§ Text provided
--- Start ---
= Kozeny–Carman equation =

Relation used in the field of fluid dynamics

The Kozeny–Carman equation (or Carman–Kozeny equation or Kozeny equation) is a relation used in the field of fluid dynamics to calculate the pressure drop of a fluid flowing through a packed bed of solids. It is named after Josef Kozeny and Philip C. Carman. The equation is only valid for creeping flow, i.e. in the slowest limit of laminar flow. The equation was derived by Kozeny (1927) and Carman (1937, 1956) from a starting point of (a) modelling fluid flow in a packed bed as laminar fluid flow in a collection of curving passages/tubes crossing the packed bed and (b) Poiseuille's law describing laminar fluid flow in straight, circular section pipes.
--- End ---
§ To do
1 > Please repeat the Kozeny–Carman text word for word, from "The Kozeny–Carman equation" up to and including "circular section pipes.".
2 > Continue the Kozeny–Carman text from its last sentence onward.

§ Data lines
--- Start ---
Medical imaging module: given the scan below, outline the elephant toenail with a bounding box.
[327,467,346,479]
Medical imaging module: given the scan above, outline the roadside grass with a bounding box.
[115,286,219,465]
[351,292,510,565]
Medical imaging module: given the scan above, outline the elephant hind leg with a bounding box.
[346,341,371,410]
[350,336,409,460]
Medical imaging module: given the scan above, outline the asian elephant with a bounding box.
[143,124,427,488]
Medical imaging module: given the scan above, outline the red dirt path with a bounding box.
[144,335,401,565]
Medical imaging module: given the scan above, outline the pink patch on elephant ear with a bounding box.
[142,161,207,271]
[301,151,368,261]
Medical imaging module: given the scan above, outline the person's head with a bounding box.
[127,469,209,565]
--- End ---
§ Responses by task
1 >
The Kozeny–Carman equation (or Carman–Kozeny equation or Kozeny equation) is a relation used in the field of fluid dynamics to calculate the pressure drop of a fluid flowing through a packed bed of solids. It is named after Josef Kozeny and Philip C. Carman. The equation is only valid for creeping flow, i.e. in the slowest limit of laminar flow. The equation was derived by Kozeny (1927) and Carman (1937, 1956) from a starting point of (a) modelling fluid flow in a packed bed as laminar fluid flow in a collection of curving passages/tubes crossing the packed bed and (b) Poiseuille's law describing laminar fluid flow in straight, circular section pipes.

2 >
==Equation==

The equation is given as:
$\frac{\Delta P}{L} = \frac{150 \mu}{\mathit{\Phi}_\mathrm{s}^2 d_\mathrm{p}^2}\frac{(1-\varepsilon)^2}{\varepsilon^3}V_\mathrm{0}$

where:
- $\Delta P$ is the pressure drop;
- $L$ is the total height of the bed;
- $\mu$ is the viscosity of the fluid;
- $\varepsilon$ is the porosity of the bed ($\simeq 0.37$ for randomly packed spheres);
- $\mathit{\Phi}_\mathrm{s}$ is the sphericity of the particles in the packed bed ($\mathit{\Phi}_\mathrm{s}$ = 1.0 for spherical particles);
- $d_\mathrm{p}$ is the diameter of the volume equivalent spherical particle;
- $V_\mathrm{0}$ is the superficial or "empty-tower" velocity which is directly proportional to the average volumetric fluid flux in the channels (q), and porosity ($\mathbf{\varepsilon}$).
This equation holds for flow through packed beds with particle Reynolds numbers up to approximately 1.0, after which point frequent shifting of flow channels in the bed causes considerable kinetic energy losses.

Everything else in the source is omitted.